A psicóloga enfatiza que outra vertente  é que há uma relação do dinheiro com o narcisismo. Acumulo de riqueza, a imagem de bem-sucedido, a não distribuição de renda. É preciso pensar em uma sociedade sustentável.




 


 

O SEGREDO É TER PROPÓSITO


Consultor financeiro, mentor de investimento e palestrante, Erasmo Vieira enfatiza que ter boa saúde financeira não garante que todos os problemas estão resolvidos, porém, quem tem a coluna financeira firme está mais preparado para os outros desafios. E destaca que a maioria dos brasileiros não recebeu educação financeira em casa ou nos estudos. Do maternal à graduação, é muito raro esse trabalho. “O segredo para começar é criar um propósito. Exemplos: vou melhorar a educação financeira para quitar minhas dívidas; vou melhorar a educação financeira para realizar meus sonhos materiais; vou melhorar a educação financeira para viver bem e construir uma reserva financeira para o futuro.”

(foto: Consultor financeiro Erasmo Vieira alerta que o dinheiro foi feito para gastar, mas gastar hoje, amanhã e também garantir que você tenha para gastar no seu futuro )
Em seu livro best-seller Viva em paz com seu dinheiro, da editora Literare Books, a primeira informação destacada por Erasmo Vieira é: “Dinheiro foi feito para gastar”. Mas com um alerta importante: “Gastar hoje, amanhã e também garantir que você tenha para gastar no seu futuro. Muitas pessoas gostam tanto de gastar que acabam por gastar o dinheiro delas e também o dos outros (bancos, empréstimos, amigos e parentes). É preciso saber e aprender a guardar uma parte e investir outra para garantir um excelente futuro financeiro”.

**Dados extraídos:**
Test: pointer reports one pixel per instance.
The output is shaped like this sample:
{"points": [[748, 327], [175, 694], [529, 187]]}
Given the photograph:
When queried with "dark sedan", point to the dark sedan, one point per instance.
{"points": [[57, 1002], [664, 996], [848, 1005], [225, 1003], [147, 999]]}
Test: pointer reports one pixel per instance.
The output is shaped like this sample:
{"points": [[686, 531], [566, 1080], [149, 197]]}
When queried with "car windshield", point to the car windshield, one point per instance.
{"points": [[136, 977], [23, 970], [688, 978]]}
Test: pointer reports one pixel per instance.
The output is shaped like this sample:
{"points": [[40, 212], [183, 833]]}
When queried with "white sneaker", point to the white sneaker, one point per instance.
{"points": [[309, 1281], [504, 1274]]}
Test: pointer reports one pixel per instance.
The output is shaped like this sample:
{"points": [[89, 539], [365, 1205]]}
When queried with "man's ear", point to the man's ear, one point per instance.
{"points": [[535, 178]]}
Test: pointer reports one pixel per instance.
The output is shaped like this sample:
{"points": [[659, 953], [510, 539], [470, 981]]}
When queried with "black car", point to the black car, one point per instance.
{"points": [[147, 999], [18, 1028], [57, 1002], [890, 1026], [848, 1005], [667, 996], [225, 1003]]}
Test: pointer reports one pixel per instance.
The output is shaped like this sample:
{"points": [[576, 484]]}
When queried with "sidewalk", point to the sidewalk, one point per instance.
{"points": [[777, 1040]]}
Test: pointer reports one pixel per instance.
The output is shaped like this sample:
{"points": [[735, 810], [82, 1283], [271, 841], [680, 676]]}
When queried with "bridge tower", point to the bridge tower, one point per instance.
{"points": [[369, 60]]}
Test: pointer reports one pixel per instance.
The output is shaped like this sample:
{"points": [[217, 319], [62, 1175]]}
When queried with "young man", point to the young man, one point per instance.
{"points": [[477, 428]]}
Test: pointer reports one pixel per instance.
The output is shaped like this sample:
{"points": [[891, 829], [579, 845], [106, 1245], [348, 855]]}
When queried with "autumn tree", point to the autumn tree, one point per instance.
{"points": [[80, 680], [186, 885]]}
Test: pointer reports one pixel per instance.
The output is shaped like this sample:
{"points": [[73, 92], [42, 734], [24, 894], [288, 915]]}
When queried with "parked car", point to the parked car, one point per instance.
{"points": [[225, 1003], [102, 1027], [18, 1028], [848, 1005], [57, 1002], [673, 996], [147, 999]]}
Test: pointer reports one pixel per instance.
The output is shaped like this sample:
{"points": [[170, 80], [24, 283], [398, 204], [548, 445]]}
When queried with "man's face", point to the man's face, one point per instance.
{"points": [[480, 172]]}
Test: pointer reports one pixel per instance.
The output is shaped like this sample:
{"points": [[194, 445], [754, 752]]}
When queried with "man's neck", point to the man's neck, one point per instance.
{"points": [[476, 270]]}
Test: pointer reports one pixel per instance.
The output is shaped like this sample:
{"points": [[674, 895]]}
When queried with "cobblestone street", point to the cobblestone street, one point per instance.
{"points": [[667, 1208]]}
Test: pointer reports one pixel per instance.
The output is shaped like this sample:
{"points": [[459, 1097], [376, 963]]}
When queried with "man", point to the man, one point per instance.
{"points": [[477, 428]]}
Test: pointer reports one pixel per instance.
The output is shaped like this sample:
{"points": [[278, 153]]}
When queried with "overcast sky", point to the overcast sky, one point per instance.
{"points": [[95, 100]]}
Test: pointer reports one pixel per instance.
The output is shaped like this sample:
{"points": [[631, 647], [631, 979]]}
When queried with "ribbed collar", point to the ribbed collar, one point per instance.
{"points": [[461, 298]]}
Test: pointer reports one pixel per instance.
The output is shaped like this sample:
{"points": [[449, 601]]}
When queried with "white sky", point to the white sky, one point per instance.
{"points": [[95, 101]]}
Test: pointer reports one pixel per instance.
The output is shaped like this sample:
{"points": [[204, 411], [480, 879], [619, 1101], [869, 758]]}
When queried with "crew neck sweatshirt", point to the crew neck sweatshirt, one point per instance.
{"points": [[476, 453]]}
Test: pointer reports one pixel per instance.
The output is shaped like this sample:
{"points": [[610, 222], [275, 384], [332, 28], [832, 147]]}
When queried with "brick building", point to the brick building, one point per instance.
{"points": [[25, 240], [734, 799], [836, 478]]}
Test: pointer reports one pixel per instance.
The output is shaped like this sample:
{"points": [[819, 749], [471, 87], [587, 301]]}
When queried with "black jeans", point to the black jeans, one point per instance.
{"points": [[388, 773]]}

**Instruções do exercício:**
(a) Indique se cada afirmação abaixo está de acordo com o texto sobre educação financeira e responda sim ou não, citando as palavras do texto que justificam a resposta. (i) Erasmo Vieira afirma que uma boa saúde financeira garante a solução de todos os problemas. (ii) Segundo Erasmo Vieira, a maioria dos brasileiros não recebeu educação financeira em casa ou nos estudos. (iii) O livro Viva em paz com seu dinheiro foi publicado pela editora Literare Books.
(b) Traduza para o inglês esta frase do texto sobre educação financeira: "O segredo para começar é criar um propósito."
(c) Reescreva o trecho do texto sobre educação financeira que começa nas palavras "(foto: Consultor financeiro" e vai até as palavras "seu futuro )", substituindo "foto" por "imagem".
Os dados apresentados não têm nenhum papel nesta atividade.

**Exercício resolvido:**
(a)
(i) Não: "ter boa saúde financeira não garante que todos os problemas estão resolvidos".
(ii) Sim: "a maioria dos brasileiros não recebeu educação financeira em casa ou nos estudos".
(iii) Sim: "da editora Literare Books".

(b) The secret to getting started is to create a purpose.

(c)
(imagem: Consultor financeiro Erasmo Vieira alerta que o dinheiro foi feito para gastar, mas gastar hoje, amanhã e também garantir que você tenha para gastar no seu futuro )